▸ Testo di partenza:
A quasi 20 anni dalla riforma costituzionale del 2001 e in una fase politica nella quale l’azzardo dell’autonomia differenziata è protagonista del dibattito politicoil dossier Report-Openpolis mette a nudo con estrema efficacia le storture del meccanismo di attuazione del federalismo fiscale e della distribuzione delle risorse che lo Stato eroga ai comuni. Un sistema che ha cristallizzato le differenze preesistenti, non solo tra Nord e Sud del Paese, ma anche tra aree depresse ed aree più avanzate dello stesso Centro-Nord. Risorse significano funzioni fondamentali e contenuto concreto assegnato ai diritti costituzionali di 51 milioni di cittadini, residenti nei 6700 comuni delle 15 regioni a statuto ordinario: istruzione, servizi sociali, trasporto pubblico locale, asili nido, polizia locale, rifiuti. Dieci anni dopo la legge delega 42 del 2009 sul federalismo fiscale, in un continuo gioco delle parti tra tecnici e politici, quali sono stati gli effetti reali sul funzionamento dello Stato? Il dossier mostra come nel corso degli anni le risorse siano andate a quei comuni già capaci di attivare determinati servizi; mentre i territori che non lo avevano fatto, non hanno ottenuto alcuna risorsa aggiuntiva per attivarne di nuovi. Una specie di Robin Hood impazzito, che ha distribuito finanziamenti in base alla regola che “tanto hai speso, tanto ti sarà dato”, generando il paradosso che chi meno ha, meno riceve, mentre chi più ha, più continua a ricevere. Un divario dolosamente e lucidamente alimentato, complice l’incapacità o la mancanza di volontà politica di dare rilevanza pubblica a un tema che tocca la vita quotidiana di tutti dalla quale dipende l’equilibrio e l’unità costituzionale del Paese. Ora più che mai, è urgente esigere dalla politica una corretta distribuzione delle risorse, oltre a una netta assunzione di responsabilità in ordine alla chiara esplicitazione di cosa è regionalizzabile e di cosa non lo è. Scuola, Università e Ricerca, Sanità, Beni Culturali, Infrastrutture e Ambiente non sono e non devono diventare materie regionalizzabili.

▸ Dati forniti:
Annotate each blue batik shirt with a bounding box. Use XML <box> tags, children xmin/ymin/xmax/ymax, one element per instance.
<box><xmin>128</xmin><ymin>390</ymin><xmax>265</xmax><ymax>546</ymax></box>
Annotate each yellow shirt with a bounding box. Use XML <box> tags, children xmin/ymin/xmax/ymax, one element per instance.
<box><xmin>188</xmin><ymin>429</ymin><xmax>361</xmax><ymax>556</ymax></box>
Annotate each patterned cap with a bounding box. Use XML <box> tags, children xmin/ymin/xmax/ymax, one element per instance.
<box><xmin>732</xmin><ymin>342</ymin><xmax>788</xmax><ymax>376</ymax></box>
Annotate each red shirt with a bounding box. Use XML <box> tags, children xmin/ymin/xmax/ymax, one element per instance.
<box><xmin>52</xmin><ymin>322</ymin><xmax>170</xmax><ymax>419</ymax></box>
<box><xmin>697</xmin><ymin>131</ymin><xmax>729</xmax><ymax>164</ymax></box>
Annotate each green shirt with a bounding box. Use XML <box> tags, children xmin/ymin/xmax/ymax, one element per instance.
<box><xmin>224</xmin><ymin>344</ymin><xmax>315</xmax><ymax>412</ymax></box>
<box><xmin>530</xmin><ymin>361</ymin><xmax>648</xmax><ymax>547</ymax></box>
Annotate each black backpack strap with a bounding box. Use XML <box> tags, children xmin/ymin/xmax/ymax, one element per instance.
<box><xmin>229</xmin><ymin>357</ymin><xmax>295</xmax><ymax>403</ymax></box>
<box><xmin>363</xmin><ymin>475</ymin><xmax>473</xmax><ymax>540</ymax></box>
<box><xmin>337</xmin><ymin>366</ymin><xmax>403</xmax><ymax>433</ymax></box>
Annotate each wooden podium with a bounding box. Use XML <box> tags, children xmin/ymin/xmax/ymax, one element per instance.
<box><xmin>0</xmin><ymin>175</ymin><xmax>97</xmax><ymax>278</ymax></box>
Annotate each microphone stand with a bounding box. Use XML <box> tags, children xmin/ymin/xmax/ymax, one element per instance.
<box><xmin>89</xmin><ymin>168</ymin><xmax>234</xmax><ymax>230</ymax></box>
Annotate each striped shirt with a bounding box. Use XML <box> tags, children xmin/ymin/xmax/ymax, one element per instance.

--

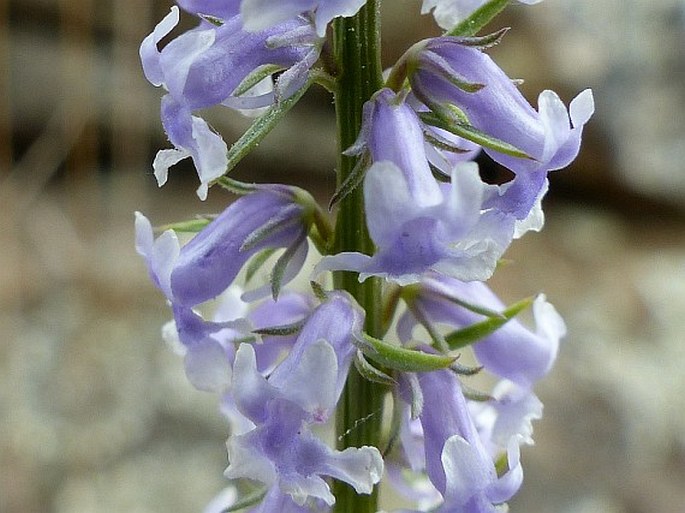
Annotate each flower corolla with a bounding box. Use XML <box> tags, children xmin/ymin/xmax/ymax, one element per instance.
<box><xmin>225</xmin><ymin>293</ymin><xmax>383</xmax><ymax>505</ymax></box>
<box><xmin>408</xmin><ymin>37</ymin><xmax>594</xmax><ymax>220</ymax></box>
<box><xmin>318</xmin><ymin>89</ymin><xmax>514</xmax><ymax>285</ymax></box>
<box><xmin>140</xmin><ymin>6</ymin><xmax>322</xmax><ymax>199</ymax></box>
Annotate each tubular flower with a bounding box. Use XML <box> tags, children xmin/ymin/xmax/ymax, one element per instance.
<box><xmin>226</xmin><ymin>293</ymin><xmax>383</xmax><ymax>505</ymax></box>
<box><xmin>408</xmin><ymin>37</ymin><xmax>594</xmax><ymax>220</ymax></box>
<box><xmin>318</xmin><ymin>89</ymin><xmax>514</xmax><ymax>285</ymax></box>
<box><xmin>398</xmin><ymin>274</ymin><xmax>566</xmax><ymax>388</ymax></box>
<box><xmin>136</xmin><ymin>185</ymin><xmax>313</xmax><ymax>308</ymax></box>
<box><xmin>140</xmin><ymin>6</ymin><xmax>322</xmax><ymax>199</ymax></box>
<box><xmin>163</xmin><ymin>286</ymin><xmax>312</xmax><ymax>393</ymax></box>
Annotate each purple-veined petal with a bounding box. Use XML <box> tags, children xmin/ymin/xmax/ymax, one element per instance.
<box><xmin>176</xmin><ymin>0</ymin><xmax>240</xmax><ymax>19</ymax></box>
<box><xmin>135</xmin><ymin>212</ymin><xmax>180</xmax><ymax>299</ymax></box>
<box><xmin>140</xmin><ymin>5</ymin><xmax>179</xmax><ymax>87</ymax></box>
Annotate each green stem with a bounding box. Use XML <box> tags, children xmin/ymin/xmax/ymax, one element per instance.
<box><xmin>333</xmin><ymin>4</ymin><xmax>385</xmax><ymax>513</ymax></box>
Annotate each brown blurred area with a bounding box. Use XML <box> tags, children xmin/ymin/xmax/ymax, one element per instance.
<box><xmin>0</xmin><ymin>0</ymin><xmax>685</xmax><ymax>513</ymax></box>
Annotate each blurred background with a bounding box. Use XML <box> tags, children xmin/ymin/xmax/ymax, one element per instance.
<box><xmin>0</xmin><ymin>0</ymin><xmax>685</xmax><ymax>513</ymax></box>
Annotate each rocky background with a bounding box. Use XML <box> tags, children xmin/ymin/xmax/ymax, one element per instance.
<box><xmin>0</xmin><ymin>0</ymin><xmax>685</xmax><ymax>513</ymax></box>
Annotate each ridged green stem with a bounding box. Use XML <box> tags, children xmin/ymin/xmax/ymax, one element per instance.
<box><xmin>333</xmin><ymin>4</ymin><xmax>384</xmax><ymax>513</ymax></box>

▸ Consegna:
Secondo il testo sul federalismo fiscale, quale regola ha seguito nel tempo la distribuzione dei finanziamenti ai comuni?

▸ Risposta:
La regola "tanto hai speso, tanto ti sarà dato".